— Begin Data provided —

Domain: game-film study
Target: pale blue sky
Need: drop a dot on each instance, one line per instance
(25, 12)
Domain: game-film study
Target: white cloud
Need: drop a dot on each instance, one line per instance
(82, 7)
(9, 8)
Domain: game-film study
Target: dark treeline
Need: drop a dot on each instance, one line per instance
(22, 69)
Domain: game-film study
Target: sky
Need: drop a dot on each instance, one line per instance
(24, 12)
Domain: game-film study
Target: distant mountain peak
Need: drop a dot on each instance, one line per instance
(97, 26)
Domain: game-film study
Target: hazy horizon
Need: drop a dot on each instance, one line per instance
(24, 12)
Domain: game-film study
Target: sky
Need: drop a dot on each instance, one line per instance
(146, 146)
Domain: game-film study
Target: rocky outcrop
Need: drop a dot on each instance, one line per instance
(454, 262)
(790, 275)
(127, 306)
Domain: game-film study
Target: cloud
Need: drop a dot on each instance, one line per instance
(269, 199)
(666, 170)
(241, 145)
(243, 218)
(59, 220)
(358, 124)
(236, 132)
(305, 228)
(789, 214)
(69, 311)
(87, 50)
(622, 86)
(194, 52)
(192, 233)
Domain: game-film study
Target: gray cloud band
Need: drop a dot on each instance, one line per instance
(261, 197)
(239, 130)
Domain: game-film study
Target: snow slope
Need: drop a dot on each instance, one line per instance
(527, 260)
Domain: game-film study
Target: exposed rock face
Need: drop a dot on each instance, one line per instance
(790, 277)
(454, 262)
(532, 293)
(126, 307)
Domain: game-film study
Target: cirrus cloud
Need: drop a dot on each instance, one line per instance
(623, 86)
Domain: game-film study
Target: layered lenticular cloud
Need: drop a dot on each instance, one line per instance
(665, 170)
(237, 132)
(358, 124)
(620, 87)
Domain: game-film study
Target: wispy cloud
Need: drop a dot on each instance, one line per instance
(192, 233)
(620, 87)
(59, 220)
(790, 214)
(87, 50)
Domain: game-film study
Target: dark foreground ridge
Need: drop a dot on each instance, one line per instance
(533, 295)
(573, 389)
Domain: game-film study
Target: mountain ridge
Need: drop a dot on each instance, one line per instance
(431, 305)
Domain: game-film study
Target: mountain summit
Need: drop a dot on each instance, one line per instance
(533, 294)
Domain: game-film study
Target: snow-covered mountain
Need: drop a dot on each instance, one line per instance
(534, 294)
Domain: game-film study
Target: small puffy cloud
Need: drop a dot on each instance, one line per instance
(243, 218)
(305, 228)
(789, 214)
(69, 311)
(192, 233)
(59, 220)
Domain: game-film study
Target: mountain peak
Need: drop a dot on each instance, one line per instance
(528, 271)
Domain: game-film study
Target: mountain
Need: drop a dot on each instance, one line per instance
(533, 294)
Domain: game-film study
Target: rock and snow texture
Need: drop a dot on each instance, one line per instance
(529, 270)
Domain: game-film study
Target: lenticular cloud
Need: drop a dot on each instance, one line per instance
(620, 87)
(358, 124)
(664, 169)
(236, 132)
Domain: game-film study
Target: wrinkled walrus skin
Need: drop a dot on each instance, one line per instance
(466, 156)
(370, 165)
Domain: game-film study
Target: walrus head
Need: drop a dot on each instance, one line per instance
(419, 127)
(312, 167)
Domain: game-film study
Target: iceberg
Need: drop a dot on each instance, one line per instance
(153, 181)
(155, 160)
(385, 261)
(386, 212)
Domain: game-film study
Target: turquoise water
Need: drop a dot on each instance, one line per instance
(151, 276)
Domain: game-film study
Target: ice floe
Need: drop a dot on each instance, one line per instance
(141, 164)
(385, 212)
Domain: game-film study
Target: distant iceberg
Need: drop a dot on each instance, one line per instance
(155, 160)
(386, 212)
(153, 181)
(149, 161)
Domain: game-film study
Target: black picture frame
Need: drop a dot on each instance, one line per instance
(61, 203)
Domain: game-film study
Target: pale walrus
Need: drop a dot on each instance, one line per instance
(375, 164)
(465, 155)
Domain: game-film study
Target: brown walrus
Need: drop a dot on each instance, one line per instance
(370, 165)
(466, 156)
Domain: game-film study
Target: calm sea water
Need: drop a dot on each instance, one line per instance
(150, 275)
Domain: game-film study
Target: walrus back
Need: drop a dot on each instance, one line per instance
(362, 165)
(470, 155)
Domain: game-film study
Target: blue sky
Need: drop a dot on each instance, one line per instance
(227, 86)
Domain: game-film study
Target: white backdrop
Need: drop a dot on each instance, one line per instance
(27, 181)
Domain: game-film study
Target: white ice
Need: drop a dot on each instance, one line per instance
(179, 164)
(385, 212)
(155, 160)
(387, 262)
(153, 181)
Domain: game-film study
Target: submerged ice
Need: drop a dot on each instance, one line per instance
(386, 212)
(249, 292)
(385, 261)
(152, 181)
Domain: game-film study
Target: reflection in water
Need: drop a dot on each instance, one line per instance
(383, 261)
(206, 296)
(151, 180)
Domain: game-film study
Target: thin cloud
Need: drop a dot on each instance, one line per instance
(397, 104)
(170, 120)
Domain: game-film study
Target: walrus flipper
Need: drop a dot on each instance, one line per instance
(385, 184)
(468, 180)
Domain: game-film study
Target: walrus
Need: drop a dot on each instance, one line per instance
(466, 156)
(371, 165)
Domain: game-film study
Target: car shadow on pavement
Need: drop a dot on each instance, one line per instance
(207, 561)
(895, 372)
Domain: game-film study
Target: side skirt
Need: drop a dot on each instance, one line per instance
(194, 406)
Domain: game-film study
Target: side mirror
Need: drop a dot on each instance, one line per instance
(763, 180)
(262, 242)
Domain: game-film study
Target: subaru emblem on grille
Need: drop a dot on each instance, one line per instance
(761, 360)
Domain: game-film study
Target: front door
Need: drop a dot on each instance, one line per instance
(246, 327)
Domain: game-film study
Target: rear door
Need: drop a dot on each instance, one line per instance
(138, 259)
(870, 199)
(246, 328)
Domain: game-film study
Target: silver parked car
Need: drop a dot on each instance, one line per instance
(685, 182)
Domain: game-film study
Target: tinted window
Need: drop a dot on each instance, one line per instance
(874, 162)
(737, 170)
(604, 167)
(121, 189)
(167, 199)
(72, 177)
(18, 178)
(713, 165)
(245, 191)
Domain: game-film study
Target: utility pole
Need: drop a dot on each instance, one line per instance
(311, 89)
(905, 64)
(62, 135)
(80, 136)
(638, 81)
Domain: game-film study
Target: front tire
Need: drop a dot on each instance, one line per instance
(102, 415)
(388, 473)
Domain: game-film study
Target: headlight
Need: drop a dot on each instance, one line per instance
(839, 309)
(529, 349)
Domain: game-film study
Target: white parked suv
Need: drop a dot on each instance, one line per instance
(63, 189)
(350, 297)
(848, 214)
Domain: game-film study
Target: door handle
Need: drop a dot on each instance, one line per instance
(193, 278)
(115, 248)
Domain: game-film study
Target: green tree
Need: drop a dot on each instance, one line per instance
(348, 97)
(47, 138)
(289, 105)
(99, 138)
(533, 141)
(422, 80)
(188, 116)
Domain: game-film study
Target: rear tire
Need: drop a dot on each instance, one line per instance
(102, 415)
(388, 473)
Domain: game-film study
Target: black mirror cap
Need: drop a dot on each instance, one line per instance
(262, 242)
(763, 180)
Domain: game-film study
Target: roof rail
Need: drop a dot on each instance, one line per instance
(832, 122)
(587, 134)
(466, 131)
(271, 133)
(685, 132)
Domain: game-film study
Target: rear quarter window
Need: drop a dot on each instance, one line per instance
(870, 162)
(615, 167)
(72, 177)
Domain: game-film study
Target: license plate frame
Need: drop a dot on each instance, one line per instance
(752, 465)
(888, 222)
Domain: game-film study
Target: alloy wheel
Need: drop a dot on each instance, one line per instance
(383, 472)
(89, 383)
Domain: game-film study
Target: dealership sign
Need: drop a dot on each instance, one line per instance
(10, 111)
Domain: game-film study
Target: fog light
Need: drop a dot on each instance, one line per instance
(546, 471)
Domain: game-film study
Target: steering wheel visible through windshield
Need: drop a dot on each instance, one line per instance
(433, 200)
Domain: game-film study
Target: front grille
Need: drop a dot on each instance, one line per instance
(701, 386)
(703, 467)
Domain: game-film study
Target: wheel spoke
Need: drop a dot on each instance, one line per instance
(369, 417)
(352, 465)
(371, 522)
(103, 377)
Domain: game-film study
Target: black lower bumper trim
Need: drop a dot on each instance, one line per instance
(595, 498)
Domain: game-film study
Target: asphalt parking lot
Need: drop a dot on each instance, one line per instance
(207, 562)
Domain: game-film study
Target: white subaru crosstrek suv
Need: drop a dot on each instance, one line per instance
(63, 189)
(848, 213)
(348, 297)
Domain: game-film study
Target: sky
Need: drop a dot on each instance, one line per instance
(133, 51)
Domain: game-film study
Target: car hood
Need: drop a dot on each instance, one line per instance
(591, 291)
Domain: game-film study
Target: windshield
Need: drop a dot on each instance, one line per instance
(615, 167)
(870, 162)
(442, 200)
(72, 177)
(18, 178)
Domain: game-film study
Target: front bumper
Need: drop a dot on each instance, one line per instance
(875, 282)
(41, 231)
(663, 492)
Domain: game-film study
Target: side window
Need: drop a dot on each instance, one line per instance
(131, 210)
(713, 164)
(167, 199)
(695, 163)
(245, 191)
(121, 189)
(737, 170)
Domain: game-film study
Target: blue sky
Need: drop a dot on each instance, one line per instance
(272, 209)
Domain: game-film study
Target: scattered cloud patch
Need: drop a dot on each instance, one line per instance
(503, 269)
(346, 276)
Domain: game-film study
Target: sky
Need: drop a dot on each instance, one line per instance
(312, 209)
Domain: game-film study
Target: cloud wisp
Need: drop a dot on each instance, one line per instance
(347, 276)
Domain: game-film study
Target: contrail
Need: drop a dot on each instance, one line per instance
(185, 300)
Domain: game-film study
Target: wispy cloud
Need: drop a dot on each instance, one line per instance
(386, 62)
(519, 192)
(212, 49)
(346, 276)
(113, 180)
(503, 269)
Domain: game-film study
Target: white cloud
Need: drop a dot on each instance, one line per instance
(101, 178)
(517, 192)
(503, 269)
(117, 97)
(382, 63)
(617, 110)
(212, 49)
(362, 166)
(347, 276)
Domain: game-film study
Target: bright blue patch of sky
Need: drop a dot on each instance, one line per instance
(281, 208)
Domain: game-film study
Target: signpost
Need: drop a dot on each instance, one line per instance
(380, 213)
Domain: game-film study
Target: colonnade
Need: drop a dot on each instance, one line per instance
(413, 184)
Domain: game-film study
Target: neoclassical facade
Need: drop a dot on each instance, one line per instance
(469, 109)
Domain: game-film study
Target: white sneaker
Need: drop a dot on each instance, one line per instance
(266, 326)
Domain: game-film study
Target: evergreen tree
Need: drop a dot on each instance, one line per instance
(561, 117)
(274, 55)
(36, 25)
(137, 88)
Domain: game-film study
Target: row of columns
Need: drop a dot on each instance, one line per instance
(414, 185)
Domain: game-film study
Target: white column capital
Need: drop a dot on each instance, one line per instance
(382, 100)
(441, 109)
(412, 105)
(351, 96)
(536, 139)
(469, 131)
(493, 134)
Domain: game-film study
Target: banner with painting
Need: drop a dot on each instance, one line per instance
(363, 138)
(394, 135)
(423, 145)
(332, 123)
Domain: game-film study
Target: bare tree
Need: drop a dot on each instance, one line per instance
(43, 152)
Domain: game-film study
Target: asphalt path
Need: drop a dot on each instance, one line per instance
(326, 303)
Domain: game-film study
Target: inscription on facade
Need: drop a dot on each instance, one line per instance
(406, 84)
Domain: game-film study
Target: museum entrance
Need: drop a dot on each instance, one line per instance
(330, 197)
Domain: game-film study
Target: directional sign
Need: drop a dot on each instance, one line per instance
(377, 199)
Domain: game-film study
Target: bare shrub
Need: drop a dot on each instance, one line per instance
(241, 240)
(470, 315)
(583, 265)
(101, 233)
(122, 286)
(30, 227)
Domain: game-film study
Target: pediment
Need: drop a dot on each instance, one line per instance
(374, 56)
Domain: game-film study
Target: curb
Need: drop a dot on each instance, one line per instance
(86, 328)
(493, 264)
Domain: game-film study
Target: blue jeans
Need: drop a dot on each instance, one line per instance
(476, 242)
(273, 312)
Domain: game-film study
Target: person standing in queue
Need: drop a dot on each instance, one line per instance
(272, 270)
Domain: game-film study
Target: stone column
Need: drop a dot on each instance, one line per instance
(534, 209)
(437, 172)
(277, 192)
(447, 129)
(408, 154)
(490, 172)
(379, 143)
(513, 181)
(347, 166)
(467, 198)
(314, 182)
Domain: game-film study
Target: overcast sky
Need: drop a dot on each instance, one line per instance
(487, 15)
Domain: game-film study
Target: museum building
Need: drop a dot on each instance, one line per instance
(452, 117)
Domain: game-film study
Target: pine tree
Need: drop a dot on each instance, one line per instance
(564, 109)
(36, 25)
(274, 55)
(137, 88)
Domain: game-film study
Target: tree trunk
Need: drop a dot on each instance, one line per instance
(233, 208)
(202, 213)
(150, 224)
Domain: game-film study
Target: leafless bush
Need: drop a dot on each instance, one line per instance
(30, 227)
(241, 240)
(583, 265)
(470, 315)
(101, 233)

— End Data provided —

Return every line of the listing that contains the string "front", matching case exactly.

Target: front door
Target: front tire
Target: front grille
Target: front bumper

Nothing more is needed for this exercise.